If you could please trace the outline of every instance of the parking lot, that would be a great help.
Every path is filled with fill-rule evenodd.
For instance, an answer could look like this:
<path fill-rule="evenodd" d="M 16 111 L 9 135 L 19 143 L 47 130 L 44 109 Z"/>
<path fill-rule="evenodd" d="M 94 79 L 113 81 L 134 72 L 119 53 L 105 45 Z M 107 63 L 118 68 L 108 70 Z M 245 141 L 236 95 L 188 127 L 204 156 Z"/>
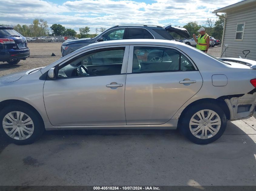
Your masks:
<path fill-rule="evenodd" d="M 52 63 L 61 45 L 29 43 L 30 57 L 0 64 L 0 76 Z M 208 53 L 219 56 L 220 48 Z M 0 138 L 0 185 L 254 186 L 256 143 L 254 117 L 228 122 L 207 145 L 169 130 L 47 131 L 23 146 Z"/>

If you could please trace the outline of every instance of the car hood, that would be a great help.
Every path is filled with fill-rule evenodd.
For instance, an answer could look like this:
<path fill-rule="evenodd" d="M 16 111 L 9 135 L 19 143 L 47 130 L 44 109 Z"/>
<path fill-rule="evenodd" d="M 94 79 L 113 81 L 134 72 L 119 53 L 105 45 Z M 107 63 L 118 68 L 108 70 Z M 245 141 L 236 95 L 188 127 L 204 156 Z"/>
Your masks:
<path fill-rule="evenodd" d="M 40 69 L 43 68 L 44 68 L 44 67 L 41 67 L 32 69 L 19 72 L 0 77 L 0 84 L 5 84 L 17 81 L 19 79 L 23 76 L 29 74 L 34 71 L 39 71 Z"/>
<path fill-rule="evenodd" d="M 172 27 L 171 24 L 168 24 L 165 26 L 165 30 L 169 32 L 173 32 L 178 34 L 186 38 L 189 38 L 190 35 L 188 31 L 185 28 Z"/>
<path fill-rule="evenodd" d="M 71 39 L 65 41 L 62 43 L 62 45 L 65 46 L 75 43 L 89 43 L 91 41 L 92 39 L 90 38 L 81 38 L 79 39 Z"/>

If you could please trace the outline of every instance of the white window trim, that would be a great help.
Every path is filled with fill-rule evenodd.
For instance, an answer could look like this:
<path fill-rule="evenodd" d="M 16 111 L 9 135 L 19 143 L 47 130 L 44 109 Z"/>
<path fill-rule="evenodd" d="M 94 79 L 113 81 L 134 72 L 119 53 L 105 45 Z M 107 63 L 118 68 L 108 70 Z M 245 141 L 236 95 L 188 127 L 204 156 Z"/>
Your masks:
<path fill-rule="evenodd" d="M 240 24 L 244 24 L 244 29 L 243 30 L 243 31 L 237 31 L 237 25 Z M 238 23 L 236 25 L 236 33 L 235 35 L 235 41 L 243 41 L 243 39 L 244 39 L 244 28 L 245 27 L 245 22 L 242 22 L 241 23 Z M 236 33 L 237 33 L 242 32 L 242 39 L 236 39 Z"/>

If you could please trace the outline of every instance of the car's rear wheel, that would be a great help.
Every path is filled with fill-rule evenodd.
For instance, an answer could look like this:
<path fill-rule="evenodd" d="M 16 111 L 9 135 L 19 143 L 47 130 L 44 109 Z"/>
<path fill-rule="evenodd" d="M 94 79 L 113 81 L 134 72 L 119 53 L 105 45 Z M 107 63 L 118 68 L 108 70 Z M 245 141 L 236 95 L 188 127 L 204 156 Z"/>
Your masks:
<path fill-rule="evenodd" d="M 218 106 L 211 103 L 198 104 L 187 109 L 179 127 L 185 136 L 197 144 L 208 144 L 218 139 L 227 126 L 226 115 Z"/>
<path fill-rule="evenodd" d="M 37 112 L 22 105 L 9 106 L 0 111 L 0 132 L 9 141 L 17 145 L 33 142 L 45 130 Z"/>
<path fill-rule="evenodd" d="M 10 64 L 18 64 L 18 63 L 20 61 L 20 59 L 17 59 L 16 60 L 12 60 L 8 61 L 7 62 Z"/>

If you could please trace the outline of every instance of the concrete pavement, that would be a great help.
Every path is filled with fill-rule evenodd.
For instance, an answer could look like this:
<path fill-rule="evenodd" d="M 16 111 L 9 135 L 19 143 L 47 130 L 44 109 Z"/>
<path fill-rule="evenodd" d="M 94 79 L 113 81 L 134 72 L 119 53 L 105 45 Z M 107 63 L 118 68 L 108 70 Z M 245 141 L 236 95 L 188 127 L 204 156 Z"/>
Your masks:
<path fill-rule="evenodd" d="M 228 122 L 204 145 L 168 130 L 48 131 L 29 145 L 2 141 L 2 186 L 256 185 L 254 117 Z"/>

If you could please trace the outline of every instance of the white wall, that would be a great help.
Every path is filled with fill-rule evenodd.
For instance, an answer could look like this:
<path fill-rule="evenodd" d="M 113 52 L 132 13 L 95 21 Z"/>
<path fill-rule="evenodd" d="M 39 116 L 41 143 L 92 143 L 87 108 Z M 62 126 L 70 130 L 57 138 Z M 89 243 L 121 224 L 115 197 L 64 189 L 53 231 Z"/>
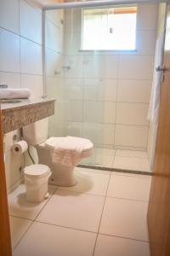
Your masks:
<path fill-rule="evenodd" d="M 81 52 L 81 11 L 65 10 L 64 81 L 56 95 L 54 136 L 78 136 L 105 148 L 146 150 L 157 5 L 139 4 L 137 51 Z"/>
<path fill-rule="evenodd" d="M 158 8 L 158 19 L 157 19 L 157 34 L 158 38 L 164 32 L 164 20 L 165 20 L 166 3 L 162 3 L 159 4 Z M 150 163 L 150 169 L 153 168 L 156 141 L 157 124 L 155 122 L 150 122 L 149 136 L 148 136 L 148 157 Z"/>
<path fill-rule="evenodd" d="M 42 10 L 35 1 L 0 0 L 0 84 L 29 88 L 42 95 Z M 11 153 L 12 137 L 5 135 L 5 171 L 8 190 L 18 184 L 23 156 Z"/>

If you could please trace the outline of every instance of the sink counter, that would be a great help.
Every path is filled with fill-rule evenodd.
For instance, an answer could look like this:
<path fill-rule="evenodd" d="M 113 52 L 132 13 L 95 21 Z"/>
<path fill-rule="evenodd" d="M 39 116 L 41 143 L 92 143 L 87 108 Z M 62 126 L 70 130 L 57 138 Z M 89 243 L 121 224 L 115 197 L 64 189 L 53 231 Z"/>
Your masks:
<path fill-rule="evenodd" d="M 18 103 L 2 103 L 3 134 L 54 113 L 54 99 L 31 98 Z"/>

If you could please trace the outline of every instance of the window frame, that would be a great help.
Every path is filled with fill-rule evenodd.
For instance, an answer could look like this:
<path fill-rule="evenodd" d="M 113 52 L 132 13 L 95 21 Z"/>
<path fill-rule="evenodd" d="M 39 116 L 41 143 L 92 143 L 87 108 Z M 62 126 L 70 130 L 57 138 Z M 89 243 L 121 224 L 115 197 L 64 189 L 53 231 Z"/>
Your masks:
<path fill-rule="evenodd" d="M 79 52 L 80 53 L 83 53 L 83 52 L 95 52 L 95 53 L 99 53 L 99 54 L 102 54 L 102 52 L 105 53 L 137 53 L 138 52 L 138 49 L 137 49 L 137 22 L 138 22 L 138 4 L 135 5 L 126 5 L 126 6 L 122 6 L 122 5 L 119 5 L 119 6 L 105 6 L 105 7 L 102 7 L 102 9 L 110 9 L 110 8 L 129 8 L 129 7 L 133 7 L 133 8 L 136 8 L 136 28 L 135 28 L 135 49 L 82 49 L 82 44 L 83 44 L 83 9 L 82 9 L 82 30 L 81 30 L 81 42 L 80 42 L 80 49 Z M 98 7 L 99 9 L 99 7 Z M 93 7 L 93 8 L 86 8 L 86 9 L 97 9 L 98 8 Z"/>

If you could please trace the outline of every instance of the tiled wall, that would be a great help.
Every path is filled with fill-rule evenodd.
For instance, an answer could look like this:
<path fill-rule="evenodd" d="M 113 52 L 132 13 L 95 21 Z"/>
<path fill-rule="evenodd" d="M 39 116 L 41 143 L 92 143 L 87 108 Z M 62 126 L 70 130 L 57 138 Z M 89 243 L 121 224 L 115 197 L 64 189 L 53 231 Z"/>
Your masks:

- - - -

* WORK TO DO
Convert the listing from the line with "white wall, that would be a great help." to the line with "95 L 54 136" into a two-column CSV headed text and answer. Each row should hold one instruction in the text column and its path output in the answer column, with both fields quoted, line breaks replaced by spaces, and the picture left out.

* ANSWER FOR THE TASK
text,answer
"If you could please trace the outline of every instance of the white wall, that would be a great help. Every path is filled with fill-rule evenodd. For instance, an answer could look like this: <path fill-rule=""evenodd"" d=""M 113 52 L 132 13 L 95 21 Z""/> <path fill-rule=""evenodd"" d=""M 39 116 L 41 143 L 92 143 L 87 108 Z M 62 126 L 70 130 L 57 138 Z M 89 243 L 121 224 L 115 197 L 64 189 L 53 231 Z""/> Your masks:","<path fill-rule=""evenodd"" d=""M 81 52 L 81 11 L 65 10 L 64 81 L 56 95 L 54 136 L 78 136 L 105 148 L 146 150 L 157 5 L 139 4 L 137 51 Z""/>"